§ Aim of the exercise: Gather every line below that contains the string "grass", and copy each one in full. Matching is case-sensitive.

::::::

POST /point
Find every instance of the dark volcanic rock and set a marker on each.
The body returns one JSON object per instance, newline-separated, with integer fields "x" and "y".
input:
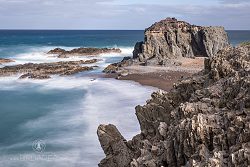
{"x": 2, "y": 60}
{"x": 203, "y": 121}
{"x": 83, "y": 52}
{"x": 113, "y": 68}
{"x": 170, "y": 39}
{"x": 44, "y": 70}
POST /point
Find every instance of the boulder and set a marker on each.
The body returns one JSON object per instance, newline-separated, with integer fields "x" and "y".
{"x": 82, "y": 52}
{"x": 203, "y": 121}
{"x": 45, "y": 70}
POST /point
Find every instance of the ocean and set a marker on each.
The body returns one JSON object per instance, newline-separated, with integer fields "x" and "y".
{"x": 63, "y": 113}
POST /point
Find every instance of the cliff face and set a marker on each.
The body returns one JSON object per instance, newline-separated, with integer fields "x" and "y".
{"x": 203, "y": 121}
{"x": 170, "y": 39}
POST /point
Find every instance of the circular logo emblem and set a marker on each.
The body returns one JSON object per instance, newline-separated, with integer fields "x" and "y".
{"x": 38, "y": 146}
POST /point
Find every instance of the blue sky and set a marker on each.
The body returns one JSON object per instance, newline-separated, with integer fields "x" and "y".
{"x": 120, "y": 14}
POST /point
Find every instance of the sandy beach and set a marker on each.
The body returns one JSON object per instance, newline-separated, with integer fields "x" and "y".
{"x": 160, "y": 77}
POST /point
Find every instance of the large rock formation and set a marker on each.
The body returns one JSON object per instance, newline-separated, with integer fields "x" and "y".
{"x": 82, "y": 52}
{"x": 45, "y": 70}
{"x": 170, "y": 39}
{"x": 203, "y": 121}
{"x": 2, "y": 60}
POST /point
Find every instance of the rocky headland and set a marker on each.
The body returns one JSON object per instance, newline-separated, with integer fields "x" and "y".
{"x": 45, "y": 70}
{"x": 2, "y": 61}
{"x": 82, "y": 52}
{"x": 167, "y": 42}
{"x": 204, "y": 120}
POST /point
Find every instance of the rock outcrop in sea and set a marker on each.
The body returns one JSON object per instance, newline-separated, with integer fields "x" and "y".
{"x": 83, "y": 52}
{"x": 170, "y": 39}
{"x": 2, "y": 60}
{"x": 45, "y": 70}
{"x": 203, "y": 121}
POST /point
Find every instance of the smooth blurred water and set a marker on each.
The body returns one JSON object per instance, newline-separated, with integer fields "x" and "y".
{"x": 64, "y": 112}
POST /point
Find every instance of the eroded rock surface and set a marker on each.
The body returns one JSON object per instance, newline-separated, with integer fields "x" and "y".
{"x": 83, "y": 52}
{"x": 170, "y": 39}
{"x": 203, "y": 121}
{"x": 2, "y": 60}
{"x": 45, "y": 70}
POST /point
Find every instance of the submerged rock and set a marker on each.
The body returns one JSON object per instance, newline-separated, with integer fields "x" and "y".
{"x": 45, "y": 70}
{"x": 203, "y": 121}
{"x": 83, "y": 52}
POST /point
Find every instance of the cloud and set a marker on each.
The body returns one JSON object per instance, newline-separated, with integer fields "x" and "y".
{"x": 112, "y": 14}
{"x": 234, "y": 1}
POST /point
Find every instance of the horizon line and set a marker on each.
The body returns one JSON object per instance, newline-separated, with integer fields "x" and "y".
{"x": 96, "y": 29}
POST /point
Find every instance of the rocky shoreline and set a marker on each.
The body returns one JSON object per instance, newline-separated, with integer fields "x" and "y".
{"x": 82, "y": 52}
{"x": 2, "y": 61}
{"x": 204, "y": 119}
{"x": 45, "y": 70}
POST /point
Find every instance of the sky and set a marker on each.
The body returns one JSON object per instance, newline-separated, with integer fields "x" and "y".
{"x": 121, "y": 14}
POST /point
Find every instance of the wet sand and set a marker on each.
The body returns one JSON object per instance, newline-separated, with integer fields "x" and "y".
{"x": 158, "y": 76}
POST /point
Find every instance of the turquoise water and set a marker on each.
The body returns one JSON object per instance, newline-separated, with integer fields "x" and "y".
{"x": 64, "y": 112}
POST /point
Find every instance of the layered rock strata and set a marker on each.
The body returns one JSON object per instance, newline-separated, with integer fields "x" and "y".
{"x": 2, "y": 60}
{"x": 82, "y": 52}
{"x": 203, "y": 121}
{"x": 170, "y": 39}
{"x": 45, "y": 70}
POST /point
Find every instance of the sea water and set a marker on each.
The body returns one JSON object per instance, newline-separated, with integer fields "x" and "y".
{"x": 62, "y": 114}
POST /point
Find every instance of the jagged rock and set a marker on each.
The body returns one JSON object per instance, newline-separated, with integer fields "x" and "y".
{"x": 83, "y": 52}
{"x": 2, "y": 60}
{"x": 114, "y": 146}
{"x": 115, "y": 67}
{"x": 203, "y": 121}
{"x": 45, "y": 70}
{"x": 170, "y": 39}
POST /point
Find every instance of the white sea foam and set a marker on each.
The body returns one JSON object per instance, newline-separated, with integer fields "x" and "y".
{"x": 72, "y": 128}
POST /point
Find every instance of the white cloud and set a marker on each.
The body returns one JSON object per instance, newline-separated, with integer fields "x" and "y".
{"x": 111, "y": 14}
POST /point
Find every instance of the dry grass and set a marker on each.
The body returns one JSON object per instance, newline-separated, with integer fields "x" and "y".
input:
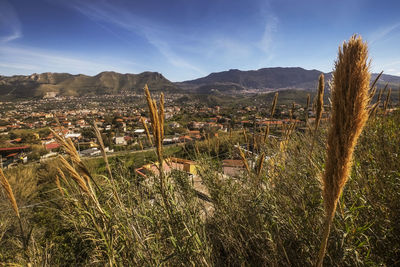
{"x": 9, "y": 192}
{"x": 350, "y": 97}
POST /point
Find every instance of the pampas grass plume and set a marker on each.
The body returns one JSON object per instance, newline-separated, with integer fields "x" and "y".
{"x": 350, "y": 98}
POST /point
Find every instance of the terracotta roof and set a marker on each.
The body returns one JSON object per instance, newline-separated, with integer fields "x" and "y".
{"x": 52, "y": 146}
{"x": 232, "y": 163}
{"x": 14, "y": 148}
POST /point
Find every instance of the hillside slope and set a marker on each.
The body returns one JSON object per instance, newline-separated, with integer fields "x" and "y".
{"x": 64, "y": 84}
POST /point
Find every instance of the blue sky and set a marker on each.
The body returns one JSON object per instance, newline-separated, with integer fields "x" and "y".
{"x": 187, "y": 39}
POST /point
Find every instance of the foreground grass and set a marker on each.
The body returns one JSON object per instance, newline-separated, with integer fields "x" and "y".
{"x": 275, "y": 220}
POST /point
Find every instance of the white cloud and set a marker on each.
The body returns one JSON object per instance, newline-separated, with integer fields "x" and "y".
{"x": 25, "y": 60}
{"x": 381, "y": 33}
{"x": 10, "y": 25}
{"x": 271, "y": 27}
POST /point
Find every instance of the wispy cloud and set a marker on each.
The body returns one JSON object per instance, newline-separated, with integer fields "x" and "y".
{"x": 271, "y": 27}
{"x": 381, "y": 33}
{"x": 23, "y": 60}
{"x": 152, "y": 32}
{"x": 181, "y": 48}
{"x": 10, "y": 25}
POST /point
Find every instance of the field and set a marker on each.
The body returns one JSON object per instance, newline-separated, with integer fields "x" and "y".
{"x": 327, "y": 192}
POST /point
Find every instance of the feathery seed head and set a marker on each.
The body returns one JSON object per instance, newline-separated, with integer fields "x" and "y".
{"x": 10, "y": 195}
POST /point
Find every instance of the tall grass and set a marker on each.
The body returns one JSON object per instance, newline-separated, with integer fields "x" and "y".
{"x": 350, "y": 97}
{"x": 270, "y": 215}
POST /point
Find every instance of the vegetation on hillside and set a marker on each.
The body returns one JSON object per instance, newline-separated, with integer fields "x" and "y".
{"x": 73, "y": 212}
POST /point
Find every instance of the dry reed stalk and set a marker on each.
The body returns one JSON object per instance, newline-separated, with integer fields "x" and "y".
{"x": 10, "y": 195}
{"x": 141, "y": 145}
{"x": 9, "y": 192}
{"x": 319, "y": 108}
{"x": 102, "y": 148}
{"x": 260, "y": 164}
{"x": 398, "y": 96}
{"x": 157, "y": 124}
{"x": 386, "y": 104}
{"x": 70, "y": 149}
{"x": 320, "y": 100}
{"x": 266, "y": 133}
{"x": 244, "y": 160}
{"x": 350, "y": 98}
{"x": 105, "y": 158}
{"x": 246, "y": 139}
{"x": 292, "y": 110}
{"x": 58, "y": 184}
{"x": 74, "y": 174}
{"x": 61, "y": 174}
{"x": 274, "y": 102}
{"x": 146, "y": 130}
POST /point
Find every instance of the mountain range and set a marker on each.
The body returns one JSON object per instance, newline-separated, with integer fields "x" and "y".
{"x": 232, "y": 81}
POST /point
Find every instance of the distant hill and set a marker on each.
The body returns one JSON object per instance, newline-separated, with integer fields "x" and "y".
{"x": 266, "y": 79}
{"x": 225, "y": 82}
{"x": 64, "y": 84}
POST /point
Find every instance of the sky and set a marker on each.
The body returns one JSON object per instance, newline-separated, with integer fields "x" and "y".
{"x": 188, "y": 39}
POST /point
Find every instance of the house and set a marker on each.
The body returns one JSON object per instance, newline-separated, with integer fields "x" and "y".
{"x": 120, "y": 140}
{"x": 232, "y": 167}
{"x": 51, "y": 146}
{"x": 90, "y": 152}
{"x": 169, "y": 164}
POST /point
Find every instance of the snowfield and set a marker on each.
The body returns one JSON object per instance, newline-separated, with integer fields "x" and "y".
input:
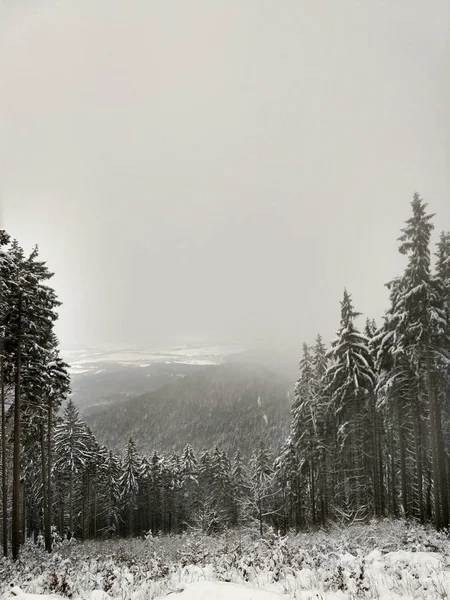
{"x": 387, "y": 561}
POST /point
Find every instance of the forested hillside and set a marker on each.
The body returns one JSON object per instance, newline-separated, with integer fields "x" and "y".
{"x": 235, "y": 406}
{"x": 367, "y": 436}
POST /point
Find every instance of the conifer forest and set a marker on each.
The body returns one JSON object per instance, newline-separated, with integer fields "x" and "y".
{"x": 369, "y": 427}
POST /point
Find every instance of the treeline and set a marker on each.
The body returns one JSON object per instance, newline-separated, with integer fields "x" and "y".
{"x": 369, "y": 429}
{"x": 34, "y": 381}
{"x": 370, "y": 433}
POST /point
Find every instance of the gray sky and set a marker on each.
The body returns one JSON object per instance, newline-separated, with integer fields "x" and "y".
{"x": 220, "y": 168}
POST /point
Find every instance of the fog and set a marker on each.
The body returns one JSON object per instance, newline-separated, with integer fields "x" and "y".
{"x": 220, "y": 169}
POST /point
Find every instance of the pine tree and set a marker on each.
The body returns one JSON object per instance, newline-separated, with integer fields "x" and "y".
{"x": 262, "y": 480}
{"x": 351, "y": 383}
{"x": 129, "y": 482}
{"x": 420, "y": 336}
{"x": 73, "y": 450}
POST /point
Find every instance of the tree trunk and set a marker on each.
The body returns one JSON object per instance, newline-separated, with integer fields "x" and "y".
{"x": 44, "y": 475}
{"x": 48, "y": 521}
{"x": 17, "y": 443}
{"x": 4, "y": 481}
{"x": 402, "y": 453}
{"x": 434, "y": 446}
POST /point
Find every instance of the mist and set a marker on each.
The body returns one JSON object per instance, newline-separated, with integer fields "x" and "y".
{"x": 220, "y": 170}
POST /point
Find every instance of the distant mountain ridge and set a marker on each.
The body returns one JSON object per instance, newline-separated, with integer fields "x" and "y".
{"x": 233, "y": 405}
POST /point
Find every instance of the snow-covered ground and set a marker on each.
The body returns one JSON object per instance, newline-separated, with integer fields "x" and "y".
{"x": 89, "y": 359}
{"x": 387, "y": 561}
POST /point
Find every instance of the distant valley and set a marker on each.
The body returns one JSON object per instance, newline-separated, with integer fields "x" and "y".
{"x": 198, "y": 395}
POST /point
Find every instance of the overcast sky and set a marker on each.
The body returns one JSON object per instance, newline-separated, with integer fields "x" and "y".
{"x": 220, "y": 168}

::::::

§ Exercise result:
Find every instance of the dry grass and set a marker on each.
Find every instance of the pampas grass plume and set a marker on each.
Find every instance of the foreground grass and set a marker on each.
Find every instance of the tall grass and set a marker on each.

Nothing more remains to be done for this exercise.